→ **Goal of the exercise**:
From the text about Skyline University Nigeria, give again the part between "Mass Communication" and "Emir of Kano.", inclusive, swapping "Management" for "Administration" throughout.

→ **Extract to read**:
==============================

Skyline University is a Private owned University in Kano, Nigeria. Skyline University Nigeria was established in the year 2018, the federal government of Nigeria gave the approval to start up the private owned institution in May, 2018 in Kano. Skyline University Nigeria is the first private University in Kano, Nigeria and also the second private University in North-West region of Nigeria.

Academic Division 
From the establishment of the new institution in 2018, Skyline University Nigeria has grown into 3 different faculties with departments attached to the faculties.

There are:

School of Science and Information Technology 

 Mathematical Science
 Chemical Science
 Geology
 Biological Sciences
 Physics Sciences
 Computer Science
 Software Engineering

School of Arts, Management and Social Science 

 Mass Communication
 Management
 Economics
 Political Science
 Tourism and Hospitality Management

School of Basic Medical Sciences 

 Doctor of Physiotherapy
 B.NSc Nursing Sciences

Vice Chancellors 
The pioneer vice chancellor of Skyline University, Nigeria is Professor Sudhakar Kota, he matriculated the pioneer students of the institution, a total of 82 students in 2019, the matriculation witnessed some popular figures in Nigeria including the Emir of Kano.

==============================

→ **Excerpted data**:
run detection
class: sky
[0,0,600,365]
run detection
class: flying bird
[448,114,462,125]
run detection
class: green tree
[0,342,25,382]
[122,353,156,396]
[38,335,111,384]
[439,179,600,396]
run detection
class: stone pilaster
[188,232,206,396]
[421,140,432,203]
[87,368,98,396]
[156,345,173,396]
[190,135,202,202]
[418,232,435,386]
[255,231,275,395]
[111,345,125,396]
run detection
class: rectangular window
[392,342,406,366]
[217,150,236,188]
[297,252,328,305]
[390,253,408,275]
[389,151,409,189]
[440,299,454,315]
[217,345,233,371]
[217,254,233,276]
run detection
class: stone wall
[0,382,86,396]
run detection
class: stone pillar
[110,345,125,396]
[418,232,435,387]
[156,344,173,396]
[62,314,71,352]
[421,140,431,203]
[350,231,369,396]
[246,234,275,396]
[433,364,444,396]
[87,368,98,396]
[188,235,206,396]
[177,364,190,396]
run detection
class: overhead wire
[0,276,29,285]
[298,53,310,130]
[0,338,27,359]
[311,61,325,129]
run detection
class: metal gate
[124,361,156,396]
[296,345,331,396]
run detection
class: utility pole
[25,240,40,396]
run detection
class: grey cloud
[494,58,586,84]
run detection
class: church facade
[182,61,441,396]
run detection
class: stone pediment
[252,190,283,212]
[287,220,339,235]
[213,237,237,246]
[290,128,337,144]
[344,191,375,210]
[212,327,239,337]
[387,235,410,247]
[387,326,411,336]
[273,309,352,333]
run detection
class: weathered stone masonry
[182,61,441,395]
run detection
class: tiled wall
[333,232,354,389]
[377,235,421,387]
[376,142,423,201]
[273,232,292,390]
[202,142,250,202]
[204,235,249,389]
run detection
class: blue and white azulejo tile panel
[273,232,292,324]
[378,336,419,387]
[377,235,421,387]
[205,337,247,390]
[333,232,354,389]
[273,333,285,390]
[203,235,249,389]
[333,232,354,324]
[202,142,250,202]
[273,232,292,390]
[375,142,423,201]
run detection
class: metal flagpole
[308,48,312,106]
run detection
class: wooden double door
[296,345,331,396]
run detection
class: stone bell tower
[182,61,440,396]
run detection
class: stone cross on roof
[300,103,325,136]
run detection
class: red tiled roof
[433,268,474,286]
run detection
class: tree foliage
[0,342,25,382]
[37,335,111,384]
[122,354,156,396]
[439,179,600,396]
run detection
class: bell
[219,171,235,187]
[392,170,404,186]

==============================

→ **Answer for this exercise**:
Mass Communication
 Administration
 Economics
 Political Science
 Tourism and Hospitality Administration

School of Basic Medical Sciences 

 Doctor of Physiotherapy
 B.NSc Nursing Sciences

Vice Chancellors 
The pioneer vice chancellor of Skyline University, Nigeria is Professor Sudhakar Kota, he matriculated the pioneer students of the institution, a total of 82 students in 2019, the matriculation witnessed some popular figures in Nigeria including the Emir of Kano.